▶ [本文抜粋]:
::::::::::

問いを抱く力──AI時代における人間の再定義

文・構成:K.Kato x Claude


AIの進化が、私たちの想像を超える速度で現実になってきている。
それはもはや、「仕事が奪われる」「便利になる」といった単純な物語ではなく、私たち人間が、自らをどう捉えるかという、根本的な問いを私たちに突きつけている。

OpenAIのサム・アルトマンは最近、GPT-5と対峙した体験を語った。
「ほとんどすべての面で、僕たちより賢い」と、彼は淡々と述べた。専門家としての自負さえ超えてくるAIの応答に、彼は無力感すら覚えたという。
椅子に深く座り込み、天井を見上げたその瞬間──それは、知性の優位性を手放すことを余儀なくされた、人間の再定義の始まりだったのかもしれない。

::::::::::

▶ [データ]:

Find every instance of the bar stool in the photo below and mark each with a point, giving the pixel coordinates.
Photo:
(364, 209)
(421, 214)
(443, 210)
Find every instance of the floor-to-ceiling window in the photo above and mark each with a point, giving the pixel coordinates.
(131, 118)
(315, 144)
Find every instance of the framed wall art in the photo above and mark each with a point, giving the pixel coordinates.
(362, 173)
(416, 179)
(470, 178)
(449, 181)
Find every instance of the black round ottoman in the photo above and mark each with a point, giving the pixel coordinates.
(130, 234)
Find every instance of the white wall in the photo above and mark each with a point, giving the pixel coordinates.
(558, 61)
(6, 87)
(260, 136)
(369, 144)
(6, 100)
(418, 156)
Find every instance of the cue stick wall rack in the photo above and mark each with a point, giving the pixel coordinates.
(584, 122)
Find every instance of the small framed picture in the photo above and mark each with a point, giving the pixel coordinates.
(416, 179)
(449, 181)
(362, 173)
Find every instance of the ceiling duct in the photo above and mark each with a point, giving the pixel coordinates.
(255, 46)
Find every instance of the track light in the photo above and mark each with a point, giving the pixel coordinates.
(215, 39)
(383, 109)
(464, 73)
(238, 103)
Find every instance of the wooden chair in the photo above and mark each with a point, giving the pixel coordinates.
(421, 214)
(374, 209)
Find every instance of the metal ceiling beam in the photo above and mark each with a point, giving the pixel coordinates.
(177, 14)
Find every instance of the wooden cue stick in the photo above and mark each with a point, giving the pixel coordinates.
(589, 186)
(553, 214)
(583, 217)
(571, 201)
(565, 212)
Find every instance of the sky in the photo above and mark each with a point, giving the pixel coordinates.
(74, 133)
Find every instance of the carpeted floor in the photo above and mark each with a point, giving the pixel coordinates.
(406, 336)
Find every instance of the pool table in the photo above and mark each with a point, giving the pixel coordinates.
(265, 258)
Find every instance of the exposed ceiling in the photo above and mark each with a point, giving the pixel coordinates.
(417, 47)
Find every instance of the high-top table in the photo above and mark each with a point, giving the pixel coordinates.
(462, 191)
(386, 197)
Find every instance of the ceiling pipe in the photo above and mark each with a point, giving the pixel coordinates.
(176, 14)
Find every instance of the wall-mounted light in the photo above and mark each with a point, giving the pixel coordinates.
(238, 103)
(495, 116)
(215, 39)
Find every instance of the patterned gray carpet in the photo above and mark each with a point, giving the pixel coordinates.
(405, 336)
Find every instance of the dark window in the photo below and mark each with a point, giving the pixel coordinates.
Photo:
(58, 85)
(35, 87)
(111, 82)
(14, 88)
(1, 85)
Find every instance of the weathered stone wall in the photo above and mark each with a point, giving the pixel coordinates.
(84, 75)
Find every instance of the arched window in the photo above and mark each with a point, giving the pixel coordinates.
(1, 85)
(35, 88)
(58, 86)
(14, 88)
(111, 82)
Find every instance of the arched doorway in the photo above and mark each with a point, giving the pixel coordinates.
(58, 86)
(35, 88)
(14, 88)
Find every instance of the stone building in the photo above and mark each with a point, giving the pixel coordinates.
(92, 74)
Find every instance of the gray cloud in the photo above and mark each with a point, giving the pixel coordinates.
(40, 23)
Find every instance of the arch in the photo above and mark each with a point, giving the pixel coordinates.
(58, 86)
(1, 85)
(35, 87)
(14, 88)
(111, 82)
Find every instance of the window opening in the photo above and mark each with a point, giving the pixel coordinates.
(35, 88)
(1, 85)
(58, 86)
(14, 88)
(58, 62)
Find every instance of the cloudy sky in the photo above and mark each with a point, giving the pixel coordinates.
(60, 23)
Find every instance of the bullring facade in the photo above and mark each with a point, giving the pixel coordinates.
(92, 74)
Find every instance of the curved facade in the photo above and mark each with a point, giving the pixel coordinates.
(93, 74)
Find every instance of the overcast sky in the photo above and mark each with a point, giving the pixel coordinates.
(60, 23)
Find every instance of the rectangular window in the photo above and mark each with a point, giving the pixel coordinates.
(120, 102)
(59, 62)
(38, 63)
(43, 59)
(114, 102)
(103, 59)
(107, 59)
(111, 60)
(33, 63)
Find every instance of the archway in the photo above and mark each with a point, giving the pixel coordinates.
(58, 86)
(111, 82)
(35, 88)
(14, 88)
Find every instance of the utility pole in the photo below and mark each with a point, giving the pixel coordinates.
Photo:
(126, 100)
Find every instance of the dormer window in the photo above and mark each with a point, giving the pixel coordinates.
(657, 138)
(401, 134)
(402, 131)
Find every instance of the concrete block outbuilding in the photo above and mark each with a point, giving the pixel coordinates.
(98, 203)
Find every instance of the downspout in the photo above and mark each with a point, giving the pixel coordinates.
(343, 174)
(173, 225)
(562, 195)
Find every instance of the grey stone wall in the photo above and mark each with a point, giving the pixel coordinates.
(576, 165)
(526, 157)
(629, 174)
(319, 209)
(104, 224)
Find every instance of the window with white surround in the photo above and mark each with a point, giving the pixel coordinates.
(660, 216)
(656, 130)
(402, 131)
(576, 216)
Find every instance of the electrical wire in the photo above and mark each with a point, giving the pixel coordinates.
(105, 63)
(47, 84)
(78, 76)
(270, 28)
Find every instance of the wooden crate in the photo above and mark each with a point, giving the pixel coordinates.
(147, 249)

::::::::::

▶ [問題]:
a: 本文について、次の問いに答えよ。
(i) GPT-5と対峙した体験を語ったのは誰か。
(ii) AIの進化が私たちに突きつけているのは、どのような問いか。
(iii) その人物はGPT-5について何と述べたか。
b: 本文の「文・構成:K.Kato x Claude」から「彼は無力感すら覚えたという。」までを、そのまま書き写せ。

▶ [解答]:
a:
(i) OpenAIのサム・アルトマン
(ii) 私たち人間が、自らをどう捉えるかという、根本的な問い
(iii) 「ほとんどすべての面で、僕たちより賢い」

b:
文・構成:K.Kato x Claude


AIの進化が、私たちの想像を超える速度で現実になってきている。
それはもはや、「仕事が奪われる」「便利になる」といった単純な物語ではなく、私たち人間が、自らをどう捉えるかという、根本的な問いを私たちに突きつけている。

OpenAIのサム・アルトマンは最近、GPT-5と対峙した体験を語った。
「ほとんどすべての面で、僕たちより賢い」と、彼は淡々と述べた。専門家としての自負さえ超えてくるAIの応答に、彼は無力感すら覚えたという。